## PAGE
........
Hahnheim is an Ortsgemeinde – a municipality belonging to a Verbandsgemeinde, a kind of collective municipality – in the Mainz-Bingen district in Rhineland-Palatinate, Germany.

Geography

Location
Hahnheim lies between Mainz and Worms on the river Selz. The winegrowing centre belongs to the Verbandsgemeinde Rhein-Selz, whose seat is in Oppenheim.

Politics

Municipal council
The council is made up of 17 council members, counting the part-time mayor, with seats apportioned thus:

(as at municipal election held on 13 June 2004)

Coat of arms
The municipality's arms might be described thus: Per fess gules and argent, a cock repassant counterchanged.

Culture and sightseeing

Jewish graveyard
In the countryside towards Köngernheim on the highway going towards Bundesstraße 420 is an old Jewish graveyard.
........
## DIRECTIONS
1 – In the Hahnheim page, which river does Hahnheim lie on?
2 – Rewrite the records from their start through the line containing "x=756, y=101", with both ends included. Increase every coordinate value by 29 and keep all other wording unchanged.

## RECORDS SHOWN
........
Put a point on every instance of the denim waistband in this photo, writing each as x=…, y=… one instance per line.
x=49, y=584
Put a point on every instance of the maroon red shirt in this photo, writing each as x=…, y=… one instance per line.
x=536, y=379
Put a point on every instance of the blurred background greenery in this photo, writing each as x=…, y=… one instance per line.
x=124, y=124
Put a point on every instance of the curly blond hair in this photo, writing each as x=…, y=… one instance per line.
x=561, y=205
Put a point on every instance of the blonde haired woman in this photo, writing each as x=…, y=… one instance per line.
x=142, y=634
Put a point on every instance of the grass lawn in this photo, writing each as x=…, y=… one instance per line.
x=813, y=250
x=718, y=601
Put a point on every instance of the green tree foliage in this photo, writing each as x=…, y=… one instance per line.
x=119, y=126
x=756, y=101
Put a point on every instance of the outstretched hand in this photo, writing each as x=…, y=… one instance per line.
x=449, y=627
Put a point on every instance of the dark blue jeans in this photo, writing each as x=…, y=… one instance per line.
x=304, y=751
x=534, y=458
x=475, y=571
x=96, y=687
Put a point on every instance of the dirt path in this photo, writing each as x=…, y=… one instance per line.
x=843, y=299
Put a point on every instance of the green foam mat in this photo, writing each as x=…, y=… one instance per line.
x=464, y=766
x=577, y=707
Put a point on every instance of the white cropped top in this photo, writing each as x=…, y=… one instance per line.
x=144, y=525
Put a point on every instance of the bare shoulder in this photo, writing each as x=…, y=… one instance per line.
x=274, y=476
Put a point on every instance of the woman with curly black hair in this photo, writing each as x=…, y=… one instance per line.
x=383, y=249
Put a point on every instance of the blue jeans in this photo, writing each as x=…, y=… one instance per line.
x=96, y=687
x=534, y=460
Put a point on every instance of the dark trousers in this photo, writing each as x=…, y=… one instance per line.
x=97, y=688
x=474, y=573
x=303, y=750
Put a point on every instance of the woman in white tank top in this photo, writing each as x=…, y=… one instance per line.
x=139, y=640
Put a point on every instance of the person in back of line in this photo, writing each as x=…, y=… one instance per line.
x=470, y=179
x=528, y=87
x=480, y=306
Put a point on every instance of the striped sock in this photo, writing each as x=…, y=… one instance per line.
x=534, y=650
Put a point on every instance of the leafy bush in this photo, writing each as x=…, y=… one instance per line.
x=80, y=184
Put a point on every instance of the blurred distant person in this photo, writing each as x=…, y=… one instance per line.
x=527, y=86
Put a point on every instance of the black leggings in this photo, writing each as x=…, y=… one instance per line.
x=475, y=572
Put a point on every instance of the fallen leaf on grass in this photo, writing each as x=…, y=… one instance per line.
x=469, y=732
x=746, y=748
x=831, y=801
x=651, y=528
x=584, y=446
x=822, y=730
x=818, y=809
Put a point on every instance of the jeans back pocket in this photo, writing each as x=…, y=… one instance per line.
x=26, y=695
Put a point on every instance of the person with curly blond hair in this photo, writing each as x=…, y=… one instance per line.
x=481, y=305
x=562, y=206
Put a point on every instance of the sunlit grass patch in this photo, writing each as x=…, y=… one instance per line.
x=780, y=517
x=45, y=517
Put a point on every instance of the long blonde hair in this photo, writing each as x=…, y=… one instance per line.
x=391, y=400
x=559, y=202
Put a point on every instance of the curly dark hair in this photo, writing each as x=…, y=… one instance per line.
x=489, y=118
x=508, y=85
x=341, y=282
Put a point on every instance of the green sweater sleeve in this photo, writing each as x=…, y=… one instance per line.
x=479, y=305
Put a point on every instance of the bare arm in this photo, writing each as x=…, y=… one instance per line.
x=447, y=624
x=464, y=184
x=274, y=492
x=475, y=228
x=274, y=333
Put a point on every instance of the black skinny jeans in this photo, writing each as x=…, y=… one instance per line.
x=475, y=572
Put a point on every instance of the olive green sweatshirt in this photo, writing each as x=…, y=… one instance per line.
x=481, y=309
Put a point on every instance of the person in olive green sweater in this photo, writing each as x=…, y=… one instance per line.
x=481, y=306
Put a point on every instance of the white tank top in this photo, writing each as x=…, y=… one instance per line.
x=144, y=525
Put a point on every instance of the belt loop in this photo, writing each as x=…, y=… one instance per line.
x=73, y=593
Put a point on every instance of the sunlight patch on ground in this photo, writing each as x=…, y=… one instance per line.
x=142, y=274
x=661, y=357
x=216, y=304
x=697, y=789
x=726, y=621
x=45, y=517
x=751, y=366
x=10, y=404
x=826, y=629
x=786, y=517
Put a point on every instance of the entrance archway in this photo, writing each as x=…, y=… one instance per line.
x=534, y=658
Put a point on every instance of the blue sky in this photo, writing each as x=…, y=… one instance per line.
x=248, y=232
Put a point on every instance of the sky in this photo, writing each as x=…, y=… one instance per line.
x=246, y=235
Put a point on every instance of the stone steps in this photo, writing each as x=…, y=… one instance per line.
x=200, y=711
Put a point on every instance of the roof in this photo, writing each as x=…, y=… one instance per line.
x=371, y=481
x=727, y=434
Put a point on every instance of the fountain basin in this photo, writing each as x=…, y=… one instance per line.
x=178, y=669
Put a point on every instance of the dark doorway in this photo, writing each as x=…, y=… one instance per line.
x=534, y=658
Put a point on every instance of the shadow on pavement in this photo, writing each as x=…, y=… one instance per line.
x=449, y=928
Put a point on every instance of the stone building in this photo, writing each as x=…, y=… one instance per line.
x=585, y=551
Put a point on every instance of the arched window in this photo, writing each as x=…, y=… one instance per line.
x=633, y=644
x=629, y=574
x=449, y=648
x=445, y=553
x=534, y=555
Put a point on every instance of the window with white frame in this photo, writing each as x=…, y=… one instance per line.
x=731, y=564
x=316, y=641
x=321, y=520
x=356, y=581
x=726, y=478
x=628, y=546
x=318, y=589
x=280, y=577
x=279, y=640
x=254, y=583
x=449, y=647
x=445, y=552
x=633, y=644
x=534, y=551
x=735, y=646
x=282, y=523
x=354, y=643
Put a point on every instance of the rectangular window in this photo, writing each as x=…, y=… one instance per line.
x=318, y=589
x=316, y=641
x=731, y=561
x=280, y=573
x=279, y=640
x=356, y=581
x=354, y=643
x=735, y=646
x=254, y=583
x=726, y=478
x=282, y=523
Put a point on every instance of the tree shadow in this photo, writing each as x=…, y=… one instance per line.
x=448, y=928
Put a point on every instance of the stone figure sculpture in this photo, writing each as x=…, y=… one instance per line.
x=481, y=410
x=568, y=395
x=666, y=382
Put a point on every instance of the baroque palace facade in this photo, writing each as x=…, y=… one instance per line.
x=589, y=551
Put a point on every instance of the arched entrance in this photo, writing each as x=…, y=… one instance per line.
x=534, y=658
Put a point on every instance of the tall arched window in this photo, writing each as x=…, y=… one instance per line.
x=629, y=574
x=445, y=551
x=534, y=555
........
## FINAL ANSWERS
1 – The Selz.

2 –
Put a point on every instance of the denim waistband in this photo, writing each as x=…, y=… one instance per line.
x=78, y=613
Put a point on every instance of the maroon red shirt in this photo, writing each as x=…, y=… one instance per line.
x=565, y=408
Put a point on every instance of the blurred background greenery in this photo, writing each as x=…, y=… one instance per line.
x=153, y=153
Put a point on every instance of the curly blond hair in this photo, writing each as x=…, y=… one instance per line.
x=590, y=234
Put a point on every instance of the blonde haired woman in this photo, writing each as x=…, y=… one instance per line.
x=171, y=663
Put a point on every instance of the grass lawn in this photo, writing each as x=…, y=… one instance per line.
x=842, y=279
x=747, y=630
Put a point on every instance of the green tree foliage in this photo, writing each as x=…, y=… one instance per line.
x=148, y=155
x=785, y=130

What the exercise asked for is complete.